Direction -
Extract the full listing below without altering a single character.

Extracted records
---+---
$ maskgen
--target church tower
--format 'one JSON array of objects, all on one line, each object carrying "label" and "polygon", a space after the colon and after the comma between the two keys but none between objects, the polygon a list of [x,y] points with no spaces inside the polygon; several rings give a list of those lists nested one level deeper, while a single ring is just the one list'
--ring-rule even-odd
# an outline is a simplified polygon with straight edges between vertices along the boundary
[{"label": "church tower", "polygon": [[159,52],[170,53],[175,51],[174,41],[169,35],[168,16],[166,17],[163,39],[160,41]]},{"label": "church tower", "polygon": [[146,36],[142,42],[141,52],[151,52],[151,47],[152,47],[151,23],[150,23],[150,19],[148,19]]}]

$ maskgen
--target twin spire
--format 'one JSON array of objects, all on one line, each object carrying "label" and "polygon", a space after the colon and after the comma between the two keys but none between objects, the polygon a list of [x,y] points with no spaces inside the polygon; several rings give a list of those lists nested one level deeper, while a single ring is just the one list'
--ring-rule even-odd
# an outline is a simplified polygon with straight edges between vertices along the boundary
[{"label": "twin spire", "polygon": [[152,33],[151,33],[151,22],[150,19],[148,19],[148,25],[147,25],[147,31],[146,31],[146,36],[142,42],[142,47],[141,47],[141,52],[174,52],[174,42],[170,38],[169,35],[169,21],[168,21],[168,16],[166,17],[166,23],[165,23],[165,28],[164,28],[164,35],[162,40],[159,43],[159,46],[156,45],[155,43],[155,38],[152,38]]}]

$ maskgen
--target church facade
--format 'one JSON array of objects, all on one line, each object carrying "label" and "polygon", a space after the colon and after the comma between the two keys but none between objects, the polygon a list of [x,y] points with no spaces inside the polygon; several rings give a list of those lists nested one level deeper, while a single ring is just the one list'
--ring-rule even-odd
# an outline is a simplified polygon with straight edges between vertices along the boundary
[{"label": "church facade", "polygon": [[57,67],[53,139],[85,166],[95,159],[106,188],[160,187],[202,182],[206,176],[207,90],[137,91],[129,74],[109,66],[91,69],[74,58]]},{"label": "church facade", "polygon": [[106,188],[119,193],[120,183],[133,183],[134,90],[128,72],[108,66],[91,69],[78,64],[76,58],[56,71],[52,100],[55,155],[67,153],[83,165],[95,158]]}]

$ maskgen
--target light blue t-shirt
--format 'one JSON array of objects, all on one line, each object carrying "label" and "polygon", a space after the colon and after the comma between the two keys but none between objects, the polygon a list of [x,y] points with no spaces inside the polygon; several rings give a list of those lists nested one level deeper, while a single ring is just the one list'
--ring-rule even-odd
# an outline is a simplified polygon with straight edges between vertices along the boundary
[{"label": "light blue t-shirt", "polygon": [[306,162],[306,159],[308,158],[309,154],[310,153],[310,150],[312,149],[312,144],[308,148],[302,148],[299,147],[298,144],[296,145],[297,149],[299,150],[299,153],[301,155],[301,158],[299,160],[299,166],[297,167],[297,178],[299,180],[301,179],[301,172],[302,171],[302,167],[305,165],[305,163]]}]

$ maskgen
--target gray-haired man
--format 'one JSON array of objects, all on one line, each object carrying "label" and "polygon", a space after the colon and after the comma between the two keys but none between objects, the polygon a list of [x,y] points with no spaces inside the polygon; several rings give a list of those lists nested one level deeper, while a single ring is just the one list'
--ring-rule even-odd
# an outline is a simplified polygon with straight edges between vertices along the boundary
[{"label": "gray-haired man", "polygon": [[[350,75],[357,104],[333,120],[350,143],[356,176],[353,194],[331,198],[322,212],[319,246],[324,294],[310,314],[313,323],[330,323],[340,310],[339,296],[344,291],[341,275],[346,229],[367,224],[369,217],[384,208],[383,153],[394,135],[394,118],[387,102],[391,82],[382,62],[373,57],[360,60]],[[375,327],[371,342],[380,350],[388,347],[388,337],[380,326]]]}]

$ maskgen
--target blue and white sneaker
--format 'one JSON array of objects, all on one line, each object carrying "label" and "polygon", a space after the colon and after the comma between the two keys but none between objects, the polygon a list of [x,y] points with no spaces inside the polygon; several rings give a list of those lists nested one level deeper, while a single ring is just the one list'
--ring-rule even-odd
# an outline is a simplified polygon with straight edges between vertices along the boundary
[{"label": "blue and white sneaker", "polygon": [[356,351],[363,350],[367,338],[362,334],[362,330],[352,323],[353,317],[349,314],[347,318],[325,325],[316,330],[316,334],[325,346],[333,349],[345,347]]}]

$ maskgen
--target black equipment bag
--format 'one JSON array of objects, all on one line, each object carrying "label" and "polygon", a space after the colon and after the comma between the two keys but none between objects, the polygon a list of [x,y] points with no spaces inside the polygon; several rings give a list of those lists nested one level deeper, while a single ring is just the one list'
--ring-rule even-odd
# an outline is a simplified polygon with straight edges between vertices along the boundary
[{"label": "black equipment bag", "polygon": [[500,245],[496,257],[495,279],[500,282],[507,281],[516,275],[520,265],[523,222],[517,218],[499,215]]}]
---+---
The output -
$ maskgen
--target church tower
--format 'one JSON array of objects, all on one line, each object carrying "label" and "polygon", a space after the colon and after the comma between the two keys but none between objects, the polygon a list of [x,y] points with no spaces inside the polygon; several rings give a list of those lists nested one level deeper, while a single ring is just the one list'
--ring-rule even-odd
# an outline is a simplified polygon with straight edges between vertices along the boundary
[{"label": "church tower", "polygon": [[159,52],[170,53],[175,51],[174,41],[169,35],[168,16],[166,17],[163,39],[160,41]]},{"label": "church tower", "polygon": [[146,36],[142,42],[141,52],[151,52],[151,47],[152,47],[151,23],[150,23],[150,19],[148,19]]}]

$ maskgen
--target twin spire
--format 'one JSON array of objects, all on one line, each object carrying "label" and "polygon", a space after the colon and after the comma between the two keys but none between objects, the polygon a list of [x,y] points with no spaces inside the polygon; several rings give a list of those lists nested one level deeper, while a single ring is just the one list'
--ring-rule even-odd
# an outline is a simplified polygon with straight edges between vertices along the boundary
[{"label": "twin spire", "polygon": [[152,33],[151,33],[151,22],[150,19],[148,19],[148,25],[147,25],[147,31],[146,31],[146,36],[142,42],[142,47],[141,47],[141,52],[174,52],[174,42],[170,38],[169,35],[169,21],[168,21],[168,16],[166,17],[166,23],[165,23],[165,28],[164,28],[164,35],[162,40],[159,43],[159,46],[156,45],[155,43],[155,38],[152,38]]}]

$ maskgen
--target church facade
--format 'one JSON array of objects, all on one line, each object carrying "label" and "polygon", a space after the colon and after the comma between the two keys but none between objects, the polygon a list of [x,y] points with no spaces inside the polygon; several rings give a list of those lists nested one level deeper, while a single ring is just the one list'
--ring-rule even-odd
# an outline is a simplified polygon with straight edges between vertices along the boundary
[{"label": "church facade", "polygon": [[57,67],[53,139],[85,166],[95,159],[106,188],[160,187],[202,182],[206,176],[207,90],[137,91],[129,74],[109,66],[91,69],[74,58]]},{"label": "church facade", "polygon": [[106,188],[119,193],[120,183],[133,183],[134,90],[128,72],[108,66],[91,69],[78,64],[76,58],[56,71],[52,100],[55,155],[67,153],[83,165],[95,158]]}]

$ maskgen
--target light blue t-shirt
--format 'one JSON array of objects, all on one line, each object carrying "label" and "polygon", a space after the colon and after the comma between the two keys but none between objects, the polygon a list of [x,y] points with no spaces inside the polygon; several rings give a list of those lists nested one level deeper, while a single ring is just the one list'
--ring-rule even-odd
# an outline is a simplified polygon with straight edges between vertices along the boundary
[{"label": "light blue t-shirt", "polygon": [[306,162],[306,159],[308,158],[309,154],[310,153],[310,150],[312,149],[312,144],[308,148],[302,148],[299,147],[298,144],[296,145],[297,149],[299,150],[299,153],[301,155],[301,158],[299,160],[299,166],[297,167],[297,178],[299,180],[301,179],[301,172],[302,171],[302,167],[305,165],[305,163]]}]

$ maskgen
--target gray-haired man
--format 'one JSON array of objects, all on one line, each object carrying "label" and "polygon", a space after the colon and after the comma between the two keys but none between objects, the polygon a list of [x,y] points with no spaces inside the polygon; several rings give a list of those lists nested one level deeper, while a single ring is just the one list'
--ring-rule even-odd
# an outline is a simplified polygon with straight edges between vertices along the boundary
[{"label": "gray-haired man", "polygon": [[[350,75],[357,104],[333,120],[350,143],[356,176],[353,194],[331,198],[322,212],[319,246],[324,294],[310,314],[313,323],[330,323],[340,310],[339,296],[344,291],[341,275],[346,229],[367,224],[369,217],[384,208],[383,153],[394,135],[394,118],[387,102],[391,82],[382,62],[373,57],[360,60]],[[375,327],[371,342],[380,350],[388,347],[388,337],[380,326]]]}]

$ maskgen
--target blue and white sneaker
--format 'one JSON array of objects, all on one line, each object carrying "label" and "polygon", a space after the colon and after the comma between the two keys but none between objects, the polygon a list of [x,y] points with no spaces inside the polygon; several rings give a list of those lists nested one level deeper, while a single ring is just the one list'
--ring-rule even-odd
# an outline is a simplified polygon with straight edges between vertices along the boundary
[{"label": "blue and white sneaker", "polygon": [[356,351],[363,350],[367,338],[362,334],[362,330],[352,323],[353,317],[349,314],[347,318],[325,325],[316,330],[316,334],[325,346],[333,349],[345,347]]}]

$ maskgen
--target black equipment bag
--format 'one JSON array of objects, all on one line, each object carrying "label" and "polygon", a space after the colon and after the comma between the two keys but none between objects, the polygon a list of [x,y] points with no spaces inside the polygon; several rings give a list of those lists nested one level deeper, while a single ring is just the one list'
--ring-rule even-odd
# an outline is a simplified polygon with straight edges between vertices along the boundary
[{"label": "black equipment bag", "polygon": [[500,245],[496,257],[495,279],[500,282],[507,281],[516,275],[520,265],[523,222],[517,218],[499,215]]}]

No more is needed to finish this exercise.